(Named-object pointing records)
[START]
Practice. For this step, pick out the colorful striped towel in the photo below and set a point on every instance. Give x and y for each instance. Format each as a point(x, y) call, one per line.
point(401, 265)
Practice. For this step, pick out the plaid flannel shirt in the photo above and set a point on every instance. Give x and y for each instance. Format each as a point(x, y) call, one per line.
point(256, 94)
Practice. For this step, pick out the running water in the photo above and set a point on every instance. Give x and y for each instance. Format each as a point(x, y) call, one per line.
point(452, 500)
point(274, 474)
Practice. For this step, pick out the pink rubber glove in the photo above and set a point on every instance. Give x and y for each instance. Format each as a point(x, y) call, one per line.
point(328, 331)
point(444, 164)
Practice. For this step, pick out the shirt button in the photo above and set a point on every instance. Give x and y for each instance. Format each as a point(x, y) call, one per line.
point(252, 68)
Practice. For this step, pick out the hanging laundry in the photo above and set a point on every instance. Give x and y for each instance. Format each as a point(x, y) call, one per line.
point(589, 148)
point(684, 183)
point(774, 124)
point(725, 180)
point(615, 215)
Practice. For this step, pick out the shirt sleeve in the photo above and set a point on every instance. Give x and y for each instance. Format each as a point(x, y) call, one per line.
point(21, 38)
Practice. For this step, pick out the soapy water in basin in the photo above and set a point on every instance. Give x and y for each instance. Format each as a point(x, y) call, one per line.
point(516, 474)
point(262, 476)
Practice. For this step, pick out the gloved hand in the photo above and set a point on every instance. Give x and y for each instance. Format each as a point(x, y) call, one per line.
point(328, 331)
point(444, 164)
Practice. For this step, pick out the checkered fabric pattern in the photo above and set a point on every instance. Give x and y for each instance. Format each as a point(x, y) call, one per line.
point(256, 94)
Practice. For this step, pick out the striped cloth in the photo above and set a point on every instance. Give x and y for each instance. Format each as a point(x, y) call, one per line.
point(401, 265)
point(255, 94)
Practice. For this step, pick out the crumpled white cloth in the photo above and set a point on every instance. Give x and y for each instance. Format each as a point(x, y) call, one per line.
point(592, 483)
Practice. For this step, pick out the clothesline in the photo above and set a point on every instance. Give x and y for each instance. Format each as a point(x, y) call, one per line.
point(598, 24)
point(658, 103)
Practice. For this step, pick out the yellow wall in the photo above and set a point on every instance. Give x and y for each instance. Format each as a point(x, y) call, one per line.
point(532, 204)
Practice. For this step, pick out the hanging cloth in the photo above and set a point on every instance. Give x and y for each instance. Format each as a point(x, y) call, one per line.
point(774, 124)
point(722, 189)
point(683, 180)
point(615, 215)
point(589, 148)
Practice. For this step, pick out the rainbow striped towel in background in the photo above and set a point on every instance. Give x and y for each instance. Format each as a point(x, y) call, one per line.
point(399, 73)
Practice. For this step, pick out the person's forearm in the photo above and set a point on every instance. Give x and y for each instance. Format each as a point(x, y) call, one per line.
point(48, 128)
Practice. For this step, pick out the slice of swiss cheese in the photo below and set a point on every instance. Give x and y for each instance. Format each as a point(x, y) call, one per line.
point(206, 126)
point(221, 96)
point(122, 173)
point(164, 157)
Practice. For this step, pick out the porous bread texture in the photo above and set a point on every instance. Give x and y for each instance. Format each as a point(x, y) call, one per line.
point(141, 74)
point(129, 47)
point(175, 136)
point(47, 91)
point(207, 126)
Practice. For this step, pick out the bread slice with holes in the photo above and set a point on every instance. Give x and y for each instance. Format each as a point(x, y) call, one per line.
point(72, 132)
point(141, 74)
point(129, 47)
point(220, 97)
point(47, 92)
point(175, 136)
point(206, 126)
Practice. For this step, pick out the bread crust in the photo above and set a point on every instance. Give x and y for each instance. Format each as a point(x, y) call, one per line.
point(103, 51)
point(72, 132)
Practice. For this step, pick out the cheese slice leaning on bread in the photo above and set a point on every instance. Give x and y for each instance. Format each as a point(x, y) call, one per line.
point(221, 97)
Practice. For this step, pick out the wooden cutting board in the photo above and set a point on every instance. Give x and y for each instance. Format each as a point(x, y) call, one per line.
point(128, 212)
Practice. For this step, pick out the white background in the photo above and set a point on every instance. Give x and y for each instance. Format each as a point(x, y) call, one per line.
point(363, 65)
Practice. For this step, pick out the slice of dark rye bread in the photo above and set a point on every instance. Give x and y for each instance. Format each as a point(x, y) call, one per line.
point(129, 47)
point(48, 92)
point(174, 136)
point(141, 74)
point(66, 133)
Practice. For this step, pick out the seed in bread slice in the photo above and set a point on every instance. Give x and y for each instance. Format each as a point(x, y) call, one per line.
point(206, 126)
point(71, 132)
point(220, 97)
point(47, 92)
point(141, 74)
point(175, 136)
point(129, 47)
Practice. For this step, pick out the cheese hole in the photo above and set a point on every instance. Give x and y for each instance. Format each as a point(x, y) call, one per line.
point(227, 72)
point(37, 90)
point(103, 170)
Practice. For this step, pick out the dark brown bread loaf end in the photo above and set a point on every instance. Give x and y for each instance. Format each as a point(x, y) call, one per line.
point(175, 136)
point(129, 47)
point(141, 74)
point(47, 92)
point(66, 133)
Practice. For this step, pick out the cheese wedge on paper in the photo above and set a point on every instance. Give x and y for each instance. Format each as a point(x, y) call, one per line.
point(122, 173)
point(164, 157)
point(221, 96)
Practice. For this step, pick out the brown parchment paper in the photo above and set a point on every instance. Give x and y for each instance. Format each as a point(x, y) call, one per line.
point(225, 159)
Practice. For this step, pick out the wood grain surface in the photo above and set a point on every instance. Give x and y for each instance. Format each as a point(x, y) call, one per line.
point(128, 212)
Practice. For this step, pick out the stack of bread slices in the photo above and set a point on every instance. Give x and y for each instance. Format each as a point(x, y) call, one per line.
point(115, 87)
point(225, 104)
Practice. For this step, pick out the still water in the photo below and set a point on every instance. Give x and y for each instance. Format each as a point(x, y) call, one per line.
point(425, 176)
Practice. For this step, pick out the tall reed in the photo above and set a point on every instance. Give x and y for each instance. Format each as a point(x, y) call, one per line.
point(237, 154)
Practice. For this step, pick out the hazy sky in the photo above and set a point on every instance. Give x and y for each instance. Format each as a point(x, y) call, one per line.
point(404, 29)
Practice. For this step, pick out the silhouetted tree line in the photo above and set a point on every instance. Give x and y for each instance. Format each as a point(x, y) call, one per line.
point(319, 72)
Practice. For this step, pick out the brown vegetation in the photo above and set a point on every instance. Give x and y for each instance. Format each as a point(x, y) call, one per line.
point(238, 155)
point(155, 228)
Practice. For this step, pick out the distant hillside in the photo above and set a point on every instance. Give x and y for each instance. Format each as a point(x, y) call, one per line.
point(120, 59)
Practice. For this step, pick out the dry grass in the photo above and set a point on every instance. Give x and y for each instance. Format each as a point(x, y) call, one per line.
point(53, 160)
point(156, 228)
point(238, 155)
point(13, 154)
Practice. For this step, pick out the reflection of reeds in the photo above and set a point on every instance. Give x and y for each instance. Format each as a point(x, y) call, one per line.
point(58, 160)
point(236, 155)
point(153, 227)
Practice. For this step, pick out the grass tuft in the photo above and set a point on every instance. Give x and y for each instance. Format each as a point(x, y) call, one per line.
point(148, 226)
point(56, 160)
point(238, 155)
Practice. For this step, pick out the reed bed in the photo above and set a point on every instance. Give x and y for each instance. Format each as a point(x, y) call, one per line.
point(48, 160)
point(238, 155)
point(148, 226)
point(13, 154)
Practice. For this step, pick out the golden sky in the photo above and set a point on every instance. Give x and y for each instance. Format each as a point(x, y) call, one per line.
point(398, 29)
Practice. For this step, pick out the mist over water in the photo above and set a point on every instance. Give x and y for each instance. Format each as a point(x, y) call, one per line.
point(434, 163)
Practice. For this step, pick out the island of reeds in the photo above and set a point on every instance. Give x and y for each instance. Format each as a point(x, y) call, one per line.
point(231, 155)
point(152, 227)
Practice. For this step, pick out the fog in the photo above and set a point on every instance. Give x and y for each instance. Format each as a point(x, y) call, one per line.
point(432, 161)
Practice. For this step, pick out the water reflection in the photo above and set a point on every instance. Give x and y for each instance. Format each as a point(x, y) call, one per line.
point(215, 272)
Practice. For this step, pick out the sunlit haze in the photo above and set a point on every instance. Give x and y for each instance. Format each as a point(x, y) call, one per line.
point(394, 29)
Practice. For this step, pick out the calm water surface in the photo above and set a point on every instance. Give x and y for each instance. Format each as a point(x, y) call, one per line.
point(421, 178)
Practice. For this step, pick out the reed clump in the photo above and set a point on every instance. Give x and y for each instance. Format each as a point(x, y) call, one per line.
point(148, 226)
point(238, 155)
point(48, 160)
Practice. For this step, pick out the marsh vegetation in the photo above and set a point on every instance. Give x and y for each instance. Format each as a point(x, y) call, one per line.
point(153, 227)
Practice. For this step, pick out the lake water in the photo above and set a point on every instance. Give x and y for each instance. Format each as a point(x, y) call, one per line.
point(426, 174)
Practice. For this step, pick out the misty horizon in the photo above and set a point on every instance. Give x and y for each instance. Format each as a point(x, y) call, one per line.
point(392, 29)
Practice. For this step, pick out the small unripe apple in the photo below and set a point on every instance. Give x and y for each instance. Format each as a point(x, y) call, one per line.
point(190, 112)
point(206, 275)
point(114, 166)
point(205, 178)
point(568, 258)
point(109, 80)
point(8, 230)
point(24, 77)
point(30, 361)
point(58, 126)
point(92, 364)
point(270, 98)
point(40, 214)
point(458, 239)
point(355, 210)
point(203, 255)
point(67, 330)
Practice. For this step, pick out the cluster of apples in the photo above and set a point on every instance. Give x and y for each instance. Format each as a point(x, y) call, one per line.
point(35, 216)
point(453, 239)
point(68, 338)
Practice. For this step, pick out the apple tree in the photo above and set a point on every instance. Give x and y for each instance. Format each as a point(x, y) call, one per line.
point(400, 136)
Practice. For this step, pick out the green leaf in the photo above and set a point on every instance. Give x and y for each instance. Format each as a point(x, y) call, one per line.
[END]
**What to do**:
Transcribe exactly the line containing "Practice. For this step, pick out the cluster" and all remaining lines of the material, ending with the last one.

**Answer for this exercise**:
Practice. For this step, pick out the cluster of apples in the photo above and set a point on every instance. Give x and y for each instance. Format each as a point(x, y) call, one per line.
point(35, 216)
point(453, 239)
point(68, 338)
Practice. For this step, pick out the apple tree in the photo above and set a point on every instance. Give x and y for each instance. Format each as a point(x, y) call, one per line.
point(400, 136)
Practice. For this step, pick out the green leaf in the photo above and set a point on every instance. Give x and y for each instance. Format each as a point(x, y) call, one per line.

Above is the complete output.